** Opening Supplied records block **
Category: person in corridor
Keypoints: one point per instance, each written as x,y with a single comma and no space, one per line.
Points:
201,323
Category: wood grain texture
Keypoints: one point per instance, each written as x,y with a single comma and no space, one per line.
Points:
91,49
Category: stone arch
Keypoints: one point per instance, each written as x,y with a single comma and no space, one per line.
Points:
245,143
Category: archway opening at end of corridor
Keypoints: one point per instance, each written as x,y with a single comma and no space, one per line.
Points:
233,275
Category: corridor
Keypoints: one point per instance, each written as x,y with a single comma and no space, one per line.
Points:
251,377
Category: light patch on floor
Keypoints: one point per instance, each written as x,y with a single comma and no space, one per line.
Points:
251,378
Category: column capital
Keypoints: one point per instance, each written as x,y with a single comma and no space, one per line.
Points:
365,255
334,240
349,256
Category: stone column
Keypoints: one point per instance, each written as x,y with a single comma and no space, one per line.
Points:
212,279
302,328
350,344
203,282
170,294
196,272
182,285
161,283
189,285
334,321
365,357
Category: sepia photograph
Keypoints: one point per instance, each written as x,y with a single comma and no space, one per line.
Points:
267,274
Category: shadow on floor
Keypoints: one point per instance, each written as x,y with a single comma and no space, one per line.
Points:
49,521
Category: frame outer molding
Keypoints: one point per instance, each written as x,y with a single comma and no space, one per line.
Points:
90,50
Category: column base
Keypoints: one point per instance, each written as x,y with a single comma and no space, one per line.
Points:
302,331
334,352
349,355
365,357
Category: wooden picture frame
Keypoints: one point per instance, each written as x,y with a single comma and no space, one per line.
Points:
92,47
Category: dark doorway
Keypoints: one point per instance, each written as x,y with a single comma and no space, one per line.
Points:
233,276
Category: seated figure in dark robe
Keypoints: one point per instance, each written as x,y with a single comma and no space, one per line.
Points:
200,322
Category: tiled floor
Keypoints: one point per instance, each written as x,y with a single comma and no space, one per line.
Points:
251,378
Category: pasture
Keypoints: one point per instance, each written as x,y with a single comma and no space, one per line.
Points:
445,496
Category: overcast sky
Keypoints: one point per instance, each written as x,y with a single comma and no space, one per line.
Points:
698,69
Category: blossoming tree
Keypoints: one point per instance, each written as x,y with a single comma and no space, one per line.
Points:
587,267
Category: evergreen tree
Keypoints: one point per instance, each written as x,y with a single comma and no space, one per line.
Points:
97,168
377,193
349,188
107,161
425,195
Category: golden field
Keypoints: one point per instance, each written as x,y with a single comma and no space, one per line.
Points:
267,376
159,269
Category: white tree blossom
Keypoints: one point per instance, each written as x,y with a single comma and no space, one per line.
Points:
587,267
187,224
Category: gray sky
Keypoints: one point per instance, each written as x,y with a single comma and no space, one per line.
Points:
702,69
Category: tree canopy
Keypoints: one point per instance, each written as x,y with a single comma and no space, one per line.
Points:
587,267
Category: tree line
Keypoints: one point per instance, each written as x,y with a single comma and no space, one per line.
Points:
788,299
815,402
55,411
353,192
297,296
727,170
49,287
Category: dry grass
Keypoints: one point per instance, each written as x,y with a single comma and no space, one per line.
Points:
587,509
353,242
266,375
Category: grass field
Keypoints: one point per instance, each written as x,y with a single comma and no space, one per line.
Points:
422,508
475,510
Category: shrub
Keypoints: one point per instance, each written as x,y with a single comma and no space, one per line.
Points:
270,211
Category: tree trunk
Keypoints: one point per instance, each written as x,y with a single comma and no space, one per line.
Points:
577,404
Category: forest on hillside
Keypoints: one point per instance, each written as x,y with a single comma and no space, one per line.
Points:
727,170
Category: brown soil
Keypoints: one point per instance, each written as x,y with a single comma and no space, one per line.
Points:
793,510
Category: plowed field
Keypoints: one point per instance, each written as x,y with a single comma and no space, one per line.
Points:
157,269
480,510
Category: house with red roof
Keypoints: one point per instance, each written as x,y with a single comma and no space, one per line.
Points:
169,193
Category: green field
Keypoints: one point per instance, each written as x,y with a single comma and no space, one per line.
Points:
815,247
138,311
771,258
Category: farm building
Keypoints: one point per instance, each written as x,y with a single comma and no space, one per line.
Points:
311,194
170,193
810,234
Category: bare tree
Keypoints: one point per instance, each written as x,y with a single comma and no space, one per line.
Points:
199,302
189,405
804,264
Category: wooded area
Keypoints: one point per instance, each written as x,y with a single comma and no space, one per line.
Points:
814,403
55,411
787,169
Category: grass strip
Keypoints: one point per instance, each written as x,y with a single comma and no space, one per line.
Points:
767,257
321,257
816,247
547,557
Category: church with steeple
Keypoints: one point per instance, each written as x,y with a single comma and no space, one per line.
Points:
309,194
** Closing Supplied records block **
** Opening Supplied records block **
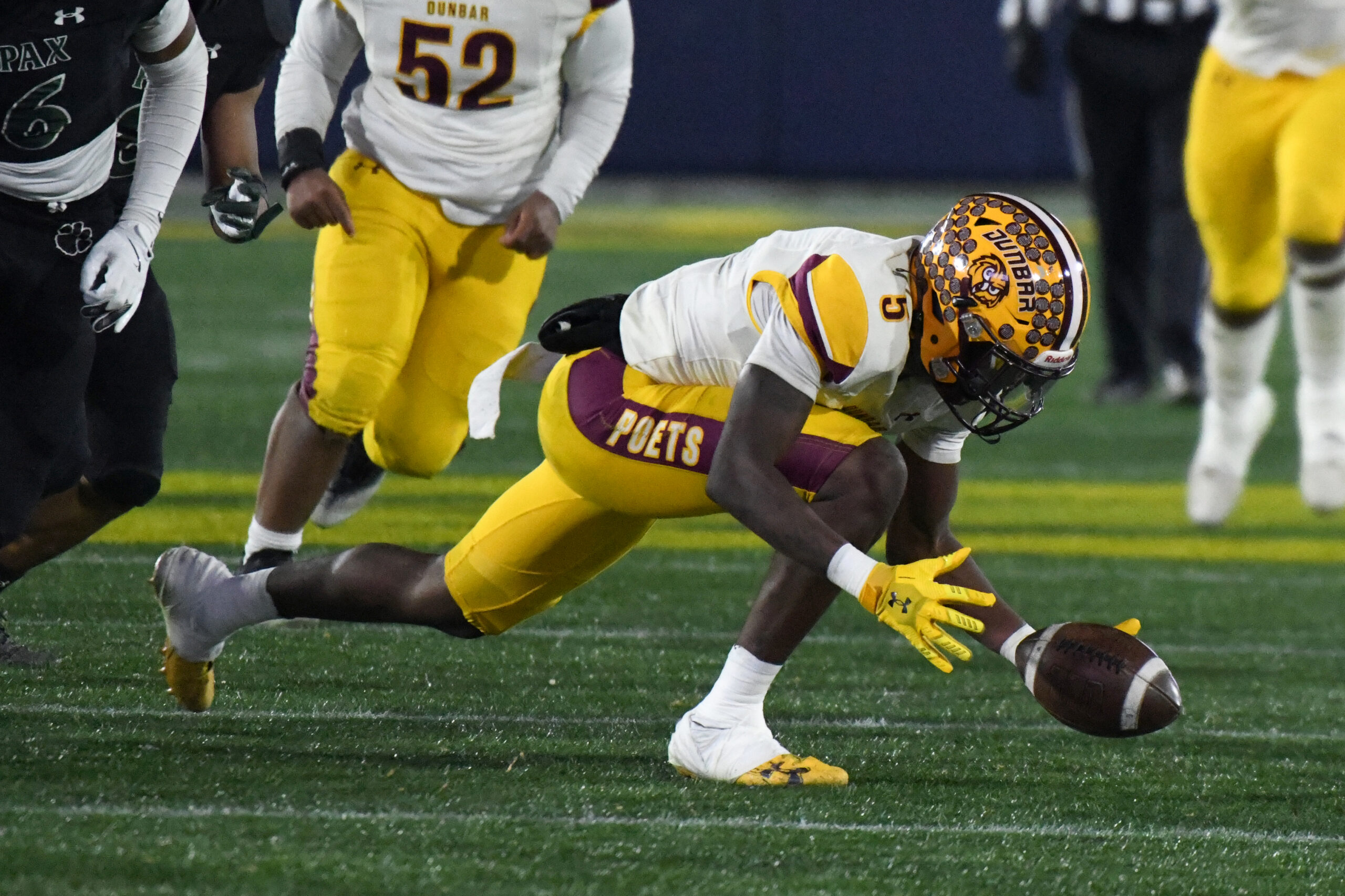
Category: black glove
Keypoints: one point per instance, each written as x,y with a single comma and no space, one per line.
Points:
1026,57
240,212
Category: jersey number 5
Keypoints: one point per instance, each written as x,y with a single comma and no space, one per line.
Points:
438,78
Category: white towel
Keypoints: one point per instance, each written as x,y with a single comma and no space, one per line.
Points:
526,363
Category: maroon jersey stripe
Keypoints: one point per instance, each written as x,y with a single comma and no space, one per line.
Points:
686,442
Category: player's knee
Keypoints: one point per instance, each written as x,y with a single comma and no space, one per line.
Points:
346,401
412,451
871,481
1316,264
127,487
** Closing Supplied records block **
- _Task prompt_: Starting with the line above that holds "Category: stone arch" and stopping with the line that holds "Category: light patch on floor", reproduce each line exactly, omitting all other lines.

- _Exercise solution_:
Category: stone arch
Keypoints: one point per instance, each written as x,y with a single comma and no space, one per line.
Points:
245,143
Category: archway opening at end of corridor
Keypoints: one point per instance, each written as x,y with a single comma and no space, one per line.
Points:
233,275
Category: corridor
Keypoints: one point per instance, each written as x,y with a single comma and no space, one per line.
Points:
251,377
Category: light patch on floor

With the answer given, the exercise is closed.